**Written problem**
Swap "marker" for "dot" in everything from the line containing "Target: person with mask pulled down" down to the end of the material below, and return only those lines with nothing else altered.

**Information provided**

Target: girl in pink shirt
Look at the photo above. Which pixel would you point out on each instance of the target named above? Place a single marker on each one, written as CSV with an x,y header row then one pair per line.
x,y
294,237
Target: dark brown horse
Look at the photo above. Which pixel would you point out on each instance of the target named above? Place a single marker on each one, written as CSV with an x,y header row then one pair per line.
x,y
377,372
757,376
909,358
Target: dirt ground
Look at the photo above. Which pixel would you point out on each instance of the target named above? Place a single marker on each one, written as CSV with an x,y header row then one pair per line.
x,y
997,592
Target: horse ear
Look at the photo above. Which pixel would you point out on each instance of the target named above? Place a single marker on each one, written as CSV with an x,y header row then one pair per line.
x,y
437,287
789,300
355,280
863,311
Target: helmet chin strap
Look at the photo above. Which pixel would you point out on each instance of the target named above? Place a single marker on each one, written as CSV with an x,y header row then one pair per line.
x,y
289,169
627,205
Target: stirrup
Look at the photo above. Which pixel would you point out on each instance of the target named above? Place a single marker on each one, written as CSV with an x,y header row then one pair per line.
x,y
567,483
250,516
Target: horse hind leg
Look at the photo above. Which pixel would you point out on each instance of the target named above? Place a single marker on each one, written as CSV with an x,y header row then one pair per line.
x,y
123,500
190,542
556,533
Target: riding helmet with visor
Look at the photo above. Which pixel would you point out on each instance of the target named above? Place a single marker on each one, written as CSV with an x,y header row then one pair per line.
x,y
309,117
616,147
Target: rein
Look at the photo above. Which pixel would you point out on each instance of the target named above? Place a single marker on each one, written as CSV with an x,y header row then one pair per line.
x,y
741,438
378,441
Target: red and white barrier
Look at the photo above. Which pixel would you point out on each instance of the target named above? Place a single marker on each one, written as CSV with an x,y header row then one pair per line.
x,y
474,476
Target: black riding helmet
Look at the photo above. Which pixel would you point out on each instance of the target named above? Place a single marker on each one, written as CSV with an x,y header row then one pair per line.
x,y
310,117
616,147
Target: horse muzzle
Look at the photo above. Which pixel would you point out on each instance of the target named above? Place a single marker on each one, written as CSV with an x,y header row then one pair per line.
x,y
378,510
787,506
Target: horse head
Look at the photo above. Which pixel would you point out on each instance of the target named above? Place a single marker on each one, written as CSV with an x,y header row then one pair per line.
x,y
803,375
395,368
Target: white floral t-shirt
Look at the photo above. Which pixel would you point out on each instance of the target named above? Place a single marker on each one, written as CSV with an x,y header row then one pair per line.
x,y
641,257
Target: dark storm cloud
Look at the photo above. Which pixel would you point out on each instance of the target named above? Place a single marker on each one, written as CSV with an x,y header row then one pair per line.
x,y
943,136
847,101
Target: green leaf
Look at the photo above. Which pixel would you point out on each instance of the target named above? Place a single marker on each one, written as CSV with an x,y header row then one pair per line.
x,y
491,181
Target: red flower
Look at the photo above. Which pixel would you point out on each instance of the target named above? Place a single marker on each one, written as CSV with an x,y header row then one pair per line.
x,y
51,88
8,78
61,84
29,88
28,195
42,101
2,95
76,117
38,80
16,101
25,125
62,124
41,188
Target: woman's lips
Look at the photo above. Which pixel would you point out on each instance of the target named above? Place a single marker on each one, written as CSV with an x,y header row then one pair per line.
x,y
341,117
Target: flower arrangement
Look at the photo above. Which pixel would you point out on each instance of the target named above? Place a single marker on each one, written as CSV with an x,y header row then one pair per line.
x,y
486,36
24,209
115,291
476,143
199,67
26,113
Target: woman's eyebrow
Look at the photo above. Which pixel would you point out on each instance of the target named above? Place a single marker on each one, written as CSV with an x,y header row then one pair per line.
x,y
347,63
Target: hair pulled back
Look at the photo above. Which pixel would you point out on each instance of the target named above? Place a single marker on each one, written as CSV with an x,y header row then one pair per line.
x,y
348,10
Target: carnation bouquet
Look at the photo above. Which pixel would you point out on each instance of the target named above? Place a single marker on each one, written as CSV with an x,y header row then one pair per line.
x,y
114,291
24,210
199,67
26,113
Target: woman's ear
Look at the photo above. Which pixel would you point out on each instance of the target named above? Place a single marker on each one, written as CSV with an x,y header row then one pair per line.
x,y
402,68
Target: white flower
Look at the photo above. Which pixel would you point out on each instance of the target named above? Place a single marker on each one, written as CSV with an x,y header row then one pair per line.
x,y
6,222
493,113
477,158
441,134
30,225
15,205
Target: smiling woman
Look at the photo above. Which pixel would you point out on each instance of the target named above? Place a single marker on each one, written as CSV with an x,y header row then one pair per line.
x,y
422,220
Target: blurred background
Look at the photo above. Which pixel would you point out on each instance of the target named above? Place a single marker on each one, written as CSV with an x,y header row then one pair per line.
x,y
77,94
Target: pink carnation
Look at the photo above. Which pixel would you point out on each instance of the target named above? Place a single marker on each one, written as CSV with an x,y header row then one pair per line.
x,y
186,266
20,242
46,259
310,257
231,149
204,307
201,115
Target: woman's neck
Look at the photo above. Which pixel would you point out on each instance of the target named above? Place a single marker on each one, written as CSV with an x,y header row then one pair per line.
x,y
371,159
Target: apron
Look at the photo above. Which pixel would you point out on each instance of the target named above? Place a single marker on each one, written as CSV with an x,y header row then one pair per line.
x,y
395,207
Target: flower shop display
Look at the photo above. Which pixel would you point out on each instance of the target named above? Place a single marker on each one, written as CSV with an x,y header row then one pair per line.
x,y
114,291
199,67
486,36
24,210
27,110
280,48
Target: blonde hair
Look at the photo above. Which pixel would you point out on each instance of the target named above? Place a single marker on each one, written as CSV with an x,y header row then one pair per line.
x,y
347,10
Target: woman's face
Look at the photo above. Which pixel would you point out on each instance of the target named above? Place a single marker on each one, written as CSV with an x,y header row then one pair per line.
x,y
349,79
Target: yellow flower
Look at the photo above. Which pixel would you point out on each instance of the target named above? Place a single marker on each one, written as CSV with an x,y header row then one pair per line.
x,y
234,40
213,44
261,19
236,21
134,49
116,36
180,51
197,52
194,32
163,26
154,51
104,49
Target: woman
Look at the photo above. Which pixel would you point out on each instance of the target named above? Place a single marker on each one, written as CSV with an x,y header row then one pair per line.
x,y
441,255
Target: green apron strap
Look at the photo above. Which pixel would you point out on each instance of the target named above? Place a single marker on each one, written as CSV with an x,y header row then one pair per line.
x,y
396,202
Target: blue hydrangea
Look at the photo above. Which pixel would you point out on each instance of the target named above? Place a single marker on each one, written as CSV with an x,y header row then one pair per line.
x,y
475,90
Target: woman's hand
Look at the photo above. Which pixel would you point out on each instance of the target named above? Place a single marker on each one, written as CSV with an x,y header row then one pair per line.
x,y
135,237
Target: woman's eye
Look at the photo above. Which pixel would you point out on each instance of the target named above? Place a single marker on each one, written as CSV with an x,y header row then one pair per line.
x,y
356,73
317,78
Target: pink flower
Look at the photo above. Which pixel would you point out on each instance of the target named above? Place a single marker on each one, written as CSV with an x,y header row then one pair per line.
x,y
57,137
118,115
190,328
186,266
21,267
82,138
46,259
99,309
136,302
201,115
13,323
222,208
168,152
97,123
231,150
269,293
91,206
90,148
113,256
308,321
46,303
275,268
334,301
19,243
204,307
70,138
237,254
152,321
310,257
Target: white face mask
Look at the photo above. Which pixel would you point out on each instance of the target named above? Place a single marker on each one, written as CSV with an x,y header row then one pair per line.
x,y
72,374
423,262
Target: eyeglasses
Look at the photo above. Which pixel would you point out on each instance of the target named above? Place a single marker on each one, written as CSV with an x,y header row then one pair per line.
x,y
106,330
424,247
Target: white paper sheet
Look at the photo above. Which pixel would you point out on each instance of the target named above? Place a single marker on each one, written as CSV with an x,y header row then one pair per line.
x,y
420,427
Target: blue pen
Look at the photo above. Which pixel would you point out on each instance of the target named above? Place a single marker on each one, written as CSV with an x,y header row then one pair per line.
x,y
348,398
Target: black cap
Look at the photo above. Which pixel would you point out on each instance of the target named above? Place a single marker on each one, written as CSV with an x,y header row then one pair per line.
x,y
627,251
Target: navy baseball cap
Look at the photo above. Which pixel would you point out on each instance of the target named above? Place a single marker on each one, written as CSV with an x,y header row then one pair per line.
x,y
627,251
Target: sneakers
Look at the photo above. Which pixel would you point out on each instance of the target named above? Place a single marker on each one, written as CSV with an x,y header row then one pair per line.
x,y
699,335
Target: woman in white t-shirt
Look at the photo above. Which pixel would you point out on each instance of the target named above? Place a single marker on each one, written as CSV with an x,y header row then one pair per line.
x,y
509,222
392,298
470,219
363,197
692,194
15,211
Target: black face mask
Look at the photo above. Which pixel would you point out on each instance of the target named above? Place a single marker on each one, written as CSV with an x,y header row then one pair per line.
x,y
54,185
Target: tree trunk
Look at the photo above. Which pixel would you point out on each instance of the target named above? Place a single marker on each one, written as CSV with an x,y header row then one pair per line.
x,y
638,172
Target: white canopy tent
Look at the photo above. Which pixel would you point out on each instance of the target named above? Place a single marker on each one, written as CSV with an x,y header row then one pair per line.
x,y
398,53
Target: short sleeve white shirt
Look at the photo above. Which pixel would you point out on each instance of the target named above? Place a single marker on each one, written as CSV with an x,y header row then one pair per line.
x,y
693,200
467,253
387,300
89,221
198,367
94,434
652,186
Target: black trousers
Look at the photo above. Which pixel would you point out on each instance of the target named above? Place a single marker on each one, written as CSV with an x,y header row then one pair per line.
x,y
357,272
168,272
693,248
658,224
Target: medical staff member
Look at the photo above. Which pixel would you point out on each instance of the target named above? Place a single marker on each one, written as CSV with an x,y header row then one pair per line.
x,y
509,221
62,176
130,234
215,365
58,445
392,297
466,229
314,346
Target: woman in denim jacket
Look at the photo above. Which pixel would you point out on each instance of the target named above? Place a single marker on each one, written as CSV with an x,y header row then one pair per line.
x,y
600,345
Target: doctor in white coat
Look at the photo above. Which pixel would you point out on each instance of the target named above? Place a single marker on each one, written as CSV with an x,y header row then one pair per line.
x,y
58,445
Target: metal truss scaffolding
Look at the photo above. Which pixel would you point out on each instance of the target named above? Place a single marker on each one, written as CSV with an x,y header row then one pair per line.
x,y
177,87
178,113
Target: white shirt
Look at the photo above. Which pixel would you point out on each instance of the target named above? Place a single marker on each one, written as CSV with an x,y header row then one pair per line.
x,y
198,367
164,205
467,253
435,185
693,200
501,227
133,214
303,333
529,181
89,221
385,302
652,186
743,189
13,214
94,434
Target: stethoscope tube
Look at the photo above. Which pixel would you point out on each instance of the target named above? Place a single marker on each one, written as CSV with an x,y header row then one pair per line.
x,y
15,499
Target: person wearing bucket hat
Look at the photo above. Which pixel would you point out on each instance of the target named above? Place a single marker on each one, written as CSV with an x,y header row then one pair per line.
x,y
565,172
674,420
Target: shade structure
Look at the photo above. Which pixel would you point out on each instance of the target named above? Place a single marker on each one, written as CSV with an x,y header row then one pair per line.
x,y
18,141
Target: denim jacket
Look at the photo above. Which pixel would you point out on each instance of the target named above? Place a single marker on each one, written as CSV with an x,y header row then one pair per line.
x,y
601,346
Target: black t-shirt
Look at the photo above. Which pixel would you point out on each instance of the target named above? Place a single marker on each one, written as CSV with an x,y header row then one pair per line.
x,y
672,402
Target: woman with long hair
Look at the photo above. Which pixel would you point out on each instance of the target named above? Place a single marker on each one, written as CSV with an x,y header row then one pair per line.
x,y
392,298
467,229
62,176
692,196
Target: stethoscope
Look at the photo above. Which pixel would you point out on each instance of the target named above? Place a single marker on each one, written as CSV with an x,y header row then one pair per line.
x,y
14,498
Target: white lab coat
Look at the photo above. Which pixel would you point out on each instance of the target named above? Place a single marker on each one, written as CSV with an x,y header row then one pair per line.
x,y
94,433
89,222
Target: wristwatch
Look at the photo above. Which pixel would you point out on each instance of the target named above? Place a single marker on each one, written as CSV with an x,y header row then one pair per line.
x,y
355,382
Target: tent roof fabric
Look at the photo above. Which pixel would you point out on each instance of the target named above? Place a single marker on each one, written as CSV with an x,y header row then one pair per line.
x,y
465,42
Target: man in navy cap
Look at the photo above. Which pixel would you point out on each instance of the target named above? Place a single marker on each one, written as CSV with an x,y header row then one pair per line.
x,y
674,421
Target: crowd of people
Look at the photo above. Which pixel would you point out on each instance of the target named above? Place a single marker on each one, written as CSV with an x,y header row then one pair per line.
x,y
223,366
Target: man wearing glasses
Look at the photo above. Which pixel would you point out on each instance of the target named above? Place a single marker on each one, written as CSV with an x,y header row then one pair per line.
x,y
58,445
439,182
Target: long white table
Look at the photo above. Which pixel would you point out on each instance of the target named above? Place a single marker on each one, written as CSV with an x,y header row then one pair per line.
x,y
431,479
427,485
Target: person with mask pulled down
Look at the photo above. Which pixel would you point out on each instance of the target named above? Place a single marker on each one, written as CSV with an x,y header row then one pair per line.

**Response**
Target: person with mask pulled down
Look at the photo above. Which pixel would you point out on each instance of the target named above? Place a single dot on each one, written as CSV with an x,y header row then one pair per line.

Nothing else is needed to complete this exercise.